== PROBLEM TO WORK ON ==
Write the data out again, character for character, with no images.

== INPUT RECORDS ==
----

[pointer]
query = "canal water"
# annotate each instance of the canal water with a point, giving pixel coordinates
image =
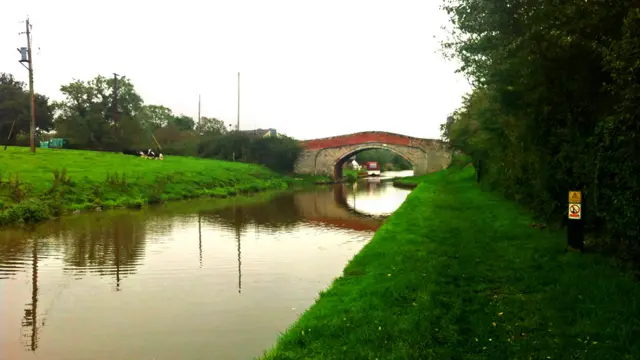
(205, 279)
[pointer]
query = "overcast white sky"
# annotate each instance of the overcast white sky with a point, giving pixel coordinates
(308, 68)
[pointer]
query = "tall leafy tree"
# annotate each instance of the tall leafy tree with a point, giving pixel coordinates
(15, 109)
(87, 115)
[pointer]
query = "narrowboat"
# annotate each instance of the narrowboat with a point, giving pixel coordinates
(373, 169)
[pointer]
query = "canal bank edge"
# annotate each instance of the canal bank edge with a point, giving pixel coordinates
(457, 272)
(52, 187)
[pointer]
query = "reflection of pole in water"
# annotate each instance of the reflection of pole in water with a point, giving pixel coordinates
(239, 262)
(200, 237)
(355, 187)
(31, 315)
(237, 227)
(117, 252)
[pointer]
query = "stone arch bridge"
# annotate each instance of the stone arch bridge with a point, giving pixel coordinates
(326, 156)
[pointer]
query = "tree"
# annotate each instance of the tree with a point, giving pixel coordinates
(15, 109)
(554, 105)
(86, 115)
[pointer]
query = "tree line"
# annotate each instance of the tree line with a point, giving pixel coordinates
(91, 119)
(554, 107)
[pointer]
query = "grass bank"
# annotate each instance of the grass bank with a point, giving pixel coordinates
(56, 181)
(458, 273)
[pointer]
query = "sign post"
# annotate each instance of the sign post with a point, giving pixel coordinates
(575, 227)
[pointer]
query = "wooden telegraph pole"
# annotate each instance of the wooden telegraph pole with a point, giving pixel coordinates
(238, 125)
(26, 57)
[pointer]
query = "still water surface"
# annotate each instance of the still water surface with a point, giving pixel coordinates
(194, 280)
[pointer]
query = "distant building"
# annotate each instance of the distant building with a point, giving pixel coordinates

----

== REPLY ==
[pointer]
query = "canal water"
# annotate each instance of the canal water with a point, giving pixel coordinates
image =
(205, 279)
[pointer]
query = "overcast white sky"
# annotate each instance of the overcast white sky with a point, giving pixel coordinates
(308, 68)
[pointer]
query = "tall leafy tree"
# annotate each instance of the tall leafy tree with a point, giving pixel coordinates
(15, 109)
(87, 115)
[pointer]
query = "narrowboat"
# annotate each instance of the narrowboat with a point, giving pixel coordinates
(373, 169)
[pointer]
query = "canal bank edge"
# annotate each instance of the canal bank edge with a point, giving pixel coordinates
(457, 272)
(52, 187)
[pointer]
query = "reflection of pole in water"
# annotate each instance of the reflection of pole in water with a point, giving pixel coordinates
(239, 262)
(200, 237)
(355, 187)
(31, 315)
(237, 227)
(117, 252)
[pointer]
query = "stone arch bridge"
# annotate each instance of the stone arch bridge with a point, giving pixel coordinates
(326, 156)
[pointer]
query = "tree"
# annotate each instance of the tree with a point, giving pixel coordinates
(15, 109)
(554, 105)
(86, 115)
[pointer]
query = "tree line"
# annotate each instance of the tree line with a point, giving pixel coordinates
(91, 119)
(554, 107)
[pointer]
query = "grass bank"
# annotate each instance of the grass bank with a point, giving pixel coordinates
(56, 181)
(458, 273)
[pointer]
query = "sign post"
# annotate each instance of the sign post with a point, giving pixel coordinates
(575, 227)
[pointer]
query = "wooden telegraph pole"
# annotate each instance of the wooden telegraph pole with a point, giving pixel coordinates
(238, 125)
(26, 57)
[pointer]
query = "still water surface"
# annotate each instance of the still water surface with a point, giving pixel coordinates
(194, 280)
[pointer]
query = "distant building"
# annotate each instance of the distant building with a point, giving pixel coordinates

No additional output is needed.